[Stored records]

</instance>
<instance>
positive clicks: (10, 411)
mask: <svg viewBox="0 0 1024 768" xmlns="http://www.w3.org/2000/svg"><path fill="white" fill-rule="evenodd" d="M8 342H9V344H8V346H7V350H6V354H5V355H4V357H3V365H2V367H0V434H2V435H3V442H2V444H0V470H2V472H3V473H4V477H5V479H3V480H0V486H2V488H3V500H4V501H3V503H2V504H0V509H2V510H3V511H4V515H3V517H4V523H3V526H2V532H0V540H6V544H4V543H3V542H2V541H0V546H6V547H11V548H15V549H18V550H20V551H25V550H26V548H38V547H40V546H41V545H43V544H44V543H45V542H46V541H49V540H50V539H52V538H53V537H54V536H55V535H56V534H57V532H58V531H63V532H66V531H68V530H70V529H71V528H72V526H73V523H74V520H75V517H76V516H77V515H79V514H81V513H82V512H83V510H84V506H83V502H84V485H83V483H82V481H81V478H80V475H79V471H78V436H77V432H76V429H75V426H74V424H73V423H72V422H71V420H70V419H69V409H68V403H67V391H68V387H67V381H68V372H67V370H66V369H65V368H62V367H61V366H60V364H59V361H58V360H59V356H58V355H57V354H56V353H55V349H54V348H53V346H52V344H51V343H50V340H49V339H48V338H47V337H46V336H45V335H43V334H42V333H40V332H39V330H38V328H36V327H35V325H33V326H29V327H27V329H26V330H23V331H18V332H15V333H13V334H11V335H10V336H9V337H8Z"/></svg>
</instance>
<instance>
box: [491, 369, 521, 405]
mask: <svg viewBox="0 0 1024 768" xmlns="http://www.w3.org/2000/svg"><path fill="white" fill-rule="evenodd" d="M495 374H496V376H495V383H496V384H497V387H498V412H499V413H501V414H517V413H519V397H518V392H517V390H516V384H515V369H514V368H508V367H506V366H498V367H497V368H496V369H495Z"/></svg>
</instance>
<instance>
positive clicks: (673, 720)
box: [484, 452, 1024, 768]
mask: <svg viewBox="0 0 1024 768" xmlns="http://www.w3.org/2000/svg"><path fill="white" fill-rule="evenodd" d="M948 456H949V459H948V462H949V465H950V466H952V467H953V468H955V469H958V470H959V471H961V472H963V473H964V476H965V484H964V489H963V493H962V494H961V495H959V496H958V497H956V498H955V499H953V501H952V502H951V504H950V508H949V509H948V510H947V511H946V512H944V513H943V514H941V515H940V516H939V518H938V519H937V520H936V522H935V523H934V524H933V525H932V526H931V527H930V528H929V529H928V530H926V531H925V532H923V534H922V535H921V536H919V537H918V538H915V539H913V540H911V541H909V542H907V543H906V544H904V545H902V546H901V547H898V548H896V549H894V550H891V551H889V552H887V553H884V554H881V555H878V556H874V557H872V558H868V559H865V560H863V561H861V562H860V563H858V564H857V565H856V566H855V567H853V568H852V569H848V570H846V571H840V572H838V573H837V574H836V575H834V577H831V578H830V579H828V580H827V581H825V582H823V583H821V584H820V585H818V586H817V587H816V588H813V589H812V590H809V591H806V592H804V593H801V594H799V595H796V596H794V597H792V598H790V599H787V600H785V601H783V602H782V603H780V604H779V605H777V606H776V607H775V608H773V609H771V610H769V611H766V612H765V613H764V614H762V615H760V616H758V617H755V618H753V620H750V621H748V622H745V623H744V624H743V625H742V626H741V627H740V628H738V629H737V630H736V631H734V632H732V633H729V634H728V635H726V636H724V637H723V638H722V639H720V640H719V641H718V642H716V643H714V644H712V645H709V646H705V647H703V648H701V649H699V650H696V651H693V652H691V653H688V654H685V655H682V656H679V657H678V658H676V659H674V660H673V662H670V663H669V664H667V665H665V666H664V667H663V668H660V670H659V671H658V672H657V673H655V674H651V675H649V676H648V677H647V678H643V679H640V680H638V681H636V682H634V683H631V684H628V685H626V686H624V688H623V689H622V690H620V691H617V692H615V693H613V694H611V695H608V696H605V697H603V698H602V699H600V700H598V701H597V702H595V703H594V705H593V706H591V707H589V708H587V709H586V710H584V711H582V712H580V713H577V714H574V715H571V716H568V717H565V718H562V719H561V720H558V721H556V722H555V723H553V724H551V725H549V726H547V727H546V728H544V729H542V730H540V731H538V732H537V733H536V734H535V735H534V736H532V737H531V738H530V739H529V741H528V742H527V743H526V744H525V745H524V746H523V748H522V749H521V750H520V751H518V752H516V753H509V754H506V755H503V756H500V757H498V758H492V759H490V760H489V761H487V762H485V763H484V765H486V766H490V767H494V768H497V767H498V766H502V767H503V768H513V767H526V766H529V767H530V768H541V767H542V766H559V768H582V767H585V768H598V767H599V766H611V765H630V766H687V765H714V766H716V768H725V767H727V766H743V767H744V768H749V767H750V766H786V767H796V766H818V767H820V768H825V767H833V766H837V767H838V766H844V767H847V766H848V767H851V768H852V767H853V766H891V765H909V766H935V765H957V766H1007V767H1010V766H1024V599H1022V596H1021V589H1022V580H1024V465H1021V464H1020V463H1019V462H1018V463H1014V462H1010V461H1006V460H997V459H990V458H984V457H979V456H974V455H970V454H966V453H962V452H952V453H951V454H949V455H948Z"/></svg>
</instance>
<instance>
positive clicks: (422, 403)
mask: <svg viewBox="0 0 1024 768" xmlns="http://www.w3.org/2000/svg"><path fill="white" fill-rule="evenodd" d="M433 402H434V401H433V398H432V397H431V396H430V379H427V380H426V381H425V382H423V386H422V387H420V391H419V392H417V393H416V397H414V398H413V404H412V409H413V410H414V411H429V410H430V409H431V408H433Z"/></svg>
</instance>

#### Work request
Wherever the line holding "box: [491, 369, 521, 405]" falls in the entries above, copy exactly from it through the line holding "positive clicks: (673, 720)", inclusive, and add nothing.

#### Solution to the exercise
box: [491, 369, 521, 405]
mask: <svg viewBox="0 0 1024 768" xmlns="http://www.w3.org/2000/svg"><path fill="white" fill-rule="evenodd" d="M495 374H496V376H495V383H496V384H497V387H498V412H499V413H501V414H517V413H519V397H518V392H517V390H516V384H515V369H514V368H508V367H506V366H498V367H497V368H496V369H495Z"/></svg>
</instance>
<instance>
positive clicks: (673, 720)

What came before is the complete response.